Prompt:
Give the entries again, exactly as they stand.

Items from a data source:
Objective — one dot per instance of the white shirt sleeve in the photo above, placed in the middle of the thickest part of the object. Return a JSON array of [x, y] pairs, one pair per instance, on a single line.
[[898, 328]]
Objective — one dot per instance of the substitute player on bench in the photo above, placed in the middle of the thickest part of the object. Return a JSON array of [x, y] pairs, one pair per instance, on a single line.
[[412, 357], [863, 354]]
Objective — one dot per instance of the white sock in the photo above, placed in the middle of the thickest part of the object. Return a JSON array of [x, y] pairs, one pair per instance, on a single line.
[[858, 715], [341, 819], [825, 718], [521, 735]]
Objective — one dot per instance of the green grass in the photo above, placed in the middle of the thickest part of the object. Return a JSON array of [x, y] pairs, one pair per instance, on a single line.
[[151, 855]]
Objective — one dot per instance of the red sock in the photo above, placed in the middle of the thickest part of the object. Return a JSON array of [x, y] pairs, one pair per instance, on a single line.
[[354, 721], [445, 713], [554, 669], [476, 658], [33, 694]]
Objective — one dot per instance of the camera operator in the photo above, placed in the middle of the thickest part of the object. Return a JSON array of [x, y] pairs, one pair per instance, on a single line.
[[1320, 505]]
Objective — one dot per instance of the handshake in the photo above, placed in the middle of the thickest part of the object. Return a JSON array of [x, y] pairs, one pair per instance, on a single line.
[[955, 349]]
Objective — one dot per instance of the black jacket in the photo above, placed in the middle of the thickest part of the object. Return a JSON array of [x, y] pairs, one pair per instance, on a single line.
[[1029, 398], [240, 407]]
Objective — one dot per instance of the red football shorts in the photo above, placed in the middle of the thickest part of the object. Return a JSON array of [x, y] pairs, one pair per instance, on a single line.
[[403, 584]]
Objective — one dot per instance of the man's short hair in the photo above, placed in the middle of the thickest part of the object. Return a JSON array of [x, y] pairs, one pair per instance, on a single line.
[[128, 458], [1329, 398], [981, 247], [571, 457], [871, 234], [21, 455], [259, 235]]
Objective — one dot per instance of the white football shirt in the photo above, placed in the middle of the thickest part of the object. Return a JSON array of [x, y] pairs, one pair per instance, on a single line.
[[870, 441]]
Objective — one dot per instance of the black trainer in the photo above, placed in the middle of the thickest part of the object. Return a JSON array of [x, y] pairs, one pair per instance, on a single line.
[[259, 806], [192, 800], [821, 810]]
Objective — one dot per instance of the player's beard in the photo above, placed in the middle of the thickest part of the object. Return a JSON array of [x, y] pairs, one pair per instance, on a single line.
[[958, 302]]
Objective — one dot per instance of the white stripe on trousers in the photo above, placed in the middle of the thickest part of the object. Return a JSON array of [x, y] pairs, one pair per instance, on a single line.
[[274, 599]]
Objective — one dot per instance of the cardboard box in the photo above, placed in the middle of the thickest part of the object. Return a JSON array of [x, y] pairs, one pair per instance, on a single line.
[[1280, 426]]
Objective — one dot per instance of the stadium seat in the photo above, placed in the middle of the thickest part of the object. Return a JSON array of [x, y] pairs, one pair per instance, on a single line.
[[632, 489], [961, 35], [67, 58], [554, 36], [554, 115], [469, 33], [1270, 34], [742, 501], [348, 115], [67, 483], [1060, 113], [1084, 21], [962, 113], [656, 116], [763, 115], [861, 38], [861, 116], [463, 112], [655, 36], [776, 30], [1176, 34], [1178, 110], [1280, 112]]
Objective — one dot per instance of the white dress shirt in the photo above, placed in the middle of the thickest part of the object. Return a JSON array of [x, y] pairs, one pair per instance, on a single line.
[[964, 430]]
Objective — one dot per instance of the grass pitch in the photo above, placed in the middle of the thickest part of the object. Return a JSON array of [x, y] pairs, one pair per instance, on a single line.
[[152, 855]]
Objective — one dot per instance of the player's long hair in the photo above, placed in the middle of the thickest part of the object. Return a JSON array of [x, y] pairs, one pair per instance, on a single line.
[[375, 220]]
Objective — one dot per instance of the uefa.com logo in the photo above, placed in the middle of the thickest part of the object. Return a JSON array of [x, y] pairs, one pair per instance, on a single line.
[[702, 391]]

Output of the exercise:
Objective — one dot per instance of the white shirt sleeve in the photo above, placed in the middle of the thickest part of the object. Return a JSON array of [x, y] pairs, one pair per instance, on a single line.
[[898, 328]]
Objective — one dot per instance of the substitute player on bench in the photo above, placed in the middle of the thickest part of the object. Return a JSON array of [x, y] pairs, one pair per instance, on a single line.
[[412, 357], [863, 354]]
Objective — one dot per instance of the white sock in the photo above, placed in the middle of the thickest part of the object. Return a JSON array of [x, y] pairs, one pair per instance, on a single line.
[[858, 715], [341, 819], [825, 718], [521, 735]]
Objective — one dot per instance of the green grass in the photo above, placed in the middle of the thickest part of the object. Return a JSON array of [x, y] pairs, one pair per instance, on a single line.
[[151, 855]]
Objective — one dot per instance of the red sock in the photo above, placed in the middle of the thickest part of the object. Return a JSON array of [x, y] pairs, one pair per instance, on a single line.
[[354, 721], [445, 713], [554, 669], [476, 658], [33, 694]]
Objective — one dot per instance of the camera operator in the photo above, placed in the middle of the thickest part of the object. Return a JSON array of [x, y] pairs, one pair per instance, on a single line.
[[1320, 505]]
Objective — one dot per instance of the handshake in the photo above, placed in the middle of the thickest part of the object. Return a JSON array of [x, y] pairs, one pair per instance, on a single line.
[[955, 349]]
Objective — one dot per instance of the black jacket in the photo above, placed in the middle of the thickest part of the object. Return a JSON array of [x, y] pairs, one pair per instance, on a single line.
[[1029, 398], [240, 407]]
Objective — one dot per instance of the red football shorts in the photo above, placed in the middle of the thickest part of the object. Return a JSON array of [x, y] pairs, one pair per instance, on a single line.
[[403, 584]]
Objective — one dot per instance of the man's short hair in the photo above, placed in the middle of the thickest part of the object. Return a JSON array of [x, y] pairs, one pair per instance, on a single line.
[[128, 458], [1329, 398], [981, 247], [571, 457], [871, 234], [21, 455], [259, 235]]
Objective — one dot per instance of the white football shirt in the photo above, placed in the middle of the thickest part of the object. Return a JSON array of [x, y] pairs, one pair per instance, on a single line.
[[870, 441]]
Objective — one dot per instance of the black trainer in the photo above, placed in the middle of the thickest part of the object. Return a JSON array of [x, y] pairs, one pair per instance, on a single line.
[[259, 806], [192, 800], [821, 810]]
Objective — one dot per instance of the player's beard in the photo above, placed in the middle of the thickest part of the object. Return a JSON array of [x, y] pairs, one pair per instance, on a single line.
[[958, 302]]
Objective — one dot per instance of the white stripe on trousers in the photo above, placed in the middle of the thickest part of the object. Return a JSON array of [x, y] pairs, one pair per instance, on a single line.
[[274, 599]]
Objective — one dot per instance of the cardboard box in the photo above, placed in the middle of the thickest part of the object. Return a JSON array of [x, y] pairs, one pair per instance, on a single line.
[[1280, 426]]
Objective — one dot per instance of the stadium seat in the photo above, placed in the middle of the thickest part of the object. Return a JSON array of [x, y] pairs, one pair per instance, on a single line.
[[632, 489], [961, 35], [67, 58], [554, 36], [554, 115], [469, 33], [1270, 34], [742, 501], [348, 115], [67, 483], [1060, 113], [1084, 21], [962, 113], [656, 116], [763, 115], [861, 38], [861, 116], [463, 112], [655, 36], [776, 30], [1176, 34], [1178, 110], [1280, 112]]
Objective — one dot per instance of the white dress shirt in the photo above, placed in the middle of the thickest part of the object. Return a JSON array of [x, y] pairs, one pair per instance, on a single line.
[[964, 430]]
Objective — one dot per instance of the grass pitch in the photo above, placed in the middle of the thickest part of the object. Return a JSON array of [x, y] pairs, one pair per instance, on a single line.
[[152, 855]]
Objective — one dot per instance of the player's long hair in the photo above, placed in the middle of the thickest part of the object. Return a JSON array of [x, y] pairs, one pair per instance, on a single line.
[[375, 220]]
Objective — one dot per instance of the uefa.com logo in the photo above, placed in the middle of the thickest part of the object. Return a JSON array of [x, y] pairs, one pair per instance, on a single line.
[[702, 391]]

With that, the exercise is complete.